**Set task 1:**
Please transcribe the passage about Yarvin, Masters and Thiel, starting at "In a rambling" and ending at "than Jan. 6.".
**Set task 2:**
According to Mr. Masters's notes quoted in the passage about Yarvin, Masters and Thiel, why did Mr. Thiel say founders need to be "more tyrant than mob"? Answer in one to three sentences.

**Quoted text:**
What’s distinctive about Mr. Yarvin is his hostility to democracy as such, which Mr. Masters and Mr. Thiel seem to share. As James Pogue reported in Vanity Fair, Mr. Masters has taken to citing Mr. Yarvin on the campaign trail. He has repeatedly referred to his own campaign — like Mr. Trump’s presidency — as a “start-up.” And according to Thielite doctrine, start-ups are not democratic. As Mr. Masters records in the notes from one of Mr. Thiel’s lectures that didn’t make it into “Zero to One,” “A start-up is basically structured as a monarchy. We don’t call it that, of course,” because “anything that’s not democracy makes people uncomfortable.”
Founders should not run an “absolute dictatorship,” Mr. Thiel said, according to Mr. Masters’s notes, but they do need to be “more tyrant than mob” to give their companies the nimbleness to execute a singular, revolutionary vision. “The best arrangement,” Mr. Thiel said, “is a quasi-mythological structure where you have a kinglike founder” who can “do more” than a democratic ruler. Many members of the New Right have called for a “refounding,” a moment when the rules are suspended and rewritten from above.
In a rambling conversation with a former Trump administration official, Michael Anton, on a podcast last summer, Mr. Yarvin described in detail how a future Trump-figure (or Mr. Trump himself) could seize dictatorial power, even elaborating a blueprint for a more organized and successful version of Jan. 6. It would require federalizing the National Guard, the participation of sympathetic law enforcement, and a mass mobilization many orders of magnitude bigger than Jan. 6.
Of course, Mr. Masters and Mr. Thiel have never endorsed such a plan. And Mr. Anton is careful to emphasize repeatedly that he and Mr. Yarvin are having a merely “theoretical” discussion.

**Records supplied:**
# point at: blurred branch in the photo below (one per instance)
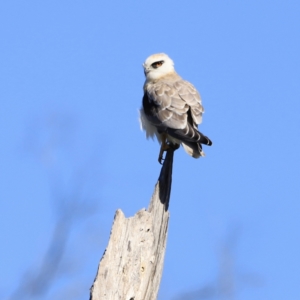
(70, 203)
(132, 265)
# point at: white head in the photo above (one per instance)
(158, 65)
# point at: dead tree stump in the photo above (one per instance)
(132, 264)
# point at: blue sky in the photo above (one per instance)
(70, 87)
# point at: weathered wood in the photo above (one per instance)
(132, 265)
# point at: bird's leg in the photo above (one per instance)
(164, 147)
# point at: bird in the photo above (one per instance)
(171, 108)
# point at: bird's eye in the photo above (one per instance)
(157, 64)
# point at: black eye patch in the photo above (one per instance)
(157, 64)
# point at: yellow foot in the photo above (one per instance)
(163, 148)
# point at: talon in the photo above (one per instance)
(164, 147)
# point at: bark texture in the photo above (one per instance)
(132, 264)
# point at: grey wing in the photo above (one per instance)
(190, 95)
(176, 104)
(168, 109)
(175, 108)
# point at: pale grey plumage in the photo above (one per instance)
(172, 106)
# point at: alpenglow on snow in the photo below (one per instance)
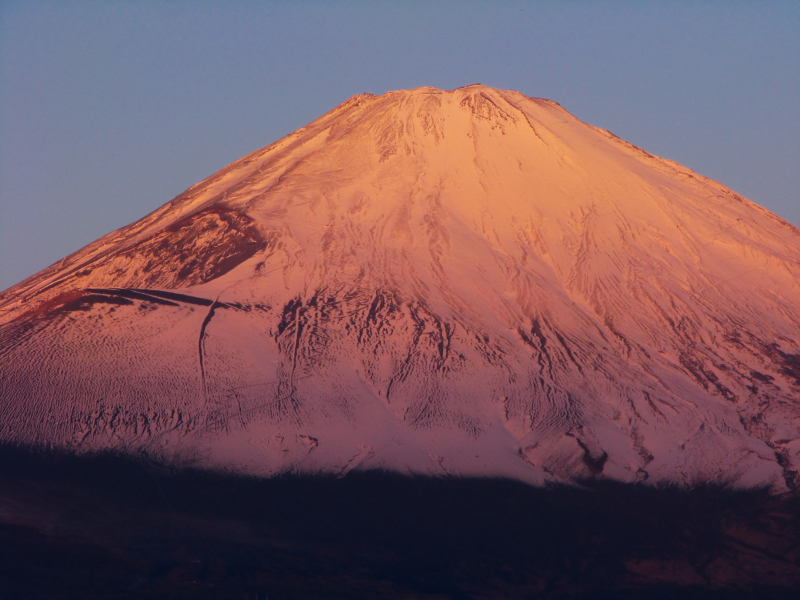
(466, 282)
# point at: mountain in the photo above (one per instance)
(466, 282)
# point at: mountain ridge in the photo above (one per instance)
(462, 282)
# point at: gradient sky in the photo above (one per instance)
(110, 109)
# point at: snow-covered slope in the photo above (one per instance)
(467, 282)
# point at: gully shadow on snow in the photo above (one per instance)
(107, 526)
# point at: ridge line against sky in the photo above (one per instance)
(108, 110)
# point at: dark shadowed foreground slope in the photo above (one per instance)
(459, 283)
(111, 527)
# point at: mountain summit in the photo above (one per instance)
(466, 282)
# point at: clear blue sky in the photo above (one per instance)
(109, 109)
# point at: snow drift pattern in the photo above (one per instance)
(467, 282)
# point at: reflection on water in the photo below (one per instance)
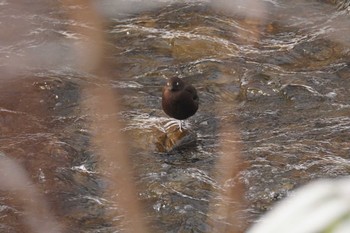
(281, 80)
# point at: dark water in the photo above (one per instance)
(278, 74)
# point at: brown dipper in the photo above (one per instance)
(179, 100)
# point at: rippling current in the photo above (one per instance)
(274, 72)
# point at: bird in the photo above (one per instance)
(179, 100)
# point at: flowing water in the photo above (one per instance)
(277, 72)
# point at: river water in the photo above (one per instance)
(272, 77)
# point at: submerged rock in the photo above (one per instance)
(172, 138)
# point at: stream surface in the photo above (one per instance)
(279, 74)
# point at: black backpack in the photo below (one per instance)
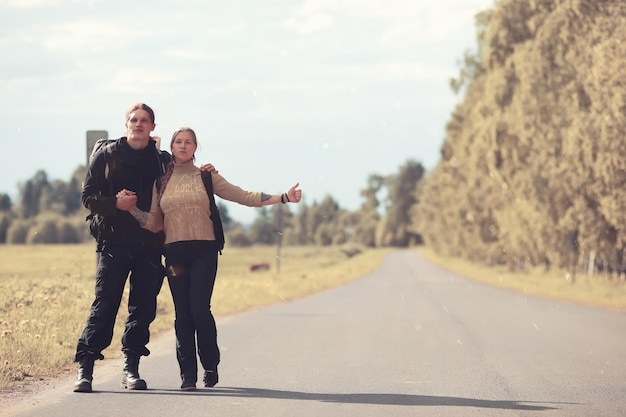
(215, 212)
(95, 221)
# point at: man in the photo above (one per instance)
(132, 162)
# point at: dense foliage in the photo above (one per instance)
(532, 168)
(50, 212)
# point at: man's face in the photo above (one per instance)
(139, 126)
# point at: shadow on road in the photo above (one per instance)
(379, 399)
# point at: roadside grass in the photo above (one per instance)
(46, 292)
(597, 291)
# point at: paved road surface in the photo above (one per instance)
(411, 339)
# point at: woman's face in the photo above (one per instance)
(183, 147)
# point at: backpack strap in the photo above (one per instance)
(215, 213)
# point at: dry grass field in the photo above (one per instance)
(46, 292)
(598, 291)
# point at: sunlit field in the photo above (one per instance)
(598, 291)
(46, 293)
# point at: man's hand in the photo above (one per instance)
(126, 200)
(209, 167)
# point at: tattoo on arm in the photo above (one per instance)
(141, 216)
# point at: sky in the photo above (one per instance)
(320, 92)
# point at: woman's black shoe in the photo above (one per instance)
(210, 378)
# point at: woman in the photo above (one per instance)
(181, 208)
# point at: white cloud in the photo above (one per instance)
(309, 23)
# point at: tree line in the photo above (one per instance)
(533, 165)
(50, 211)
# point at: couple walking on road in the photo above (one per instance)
(152, 203)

**Output 1:**
In a rambling conversation with a former Trump administration official, Michael Anton, on a podcast last summer, Mr. Yarvin described in detail how a future Trump-figure (or Mr. Trump himself) could seize dictatorial power, even elaborating a blueprint for a more organized and successful version of Jan. 6. It would require federalizing the National Guard, the participation of sympathetic law enforcement, and a mass mobilization many orders of magnitude bigger than Jan. 6.

**Output 2:**
Mr. Thiel said founders need to be "more tyrant than mob" to give their companies the nimbleness to execute a singular, revolutionary vision. He added that they still should not run an "absolute dictatorship."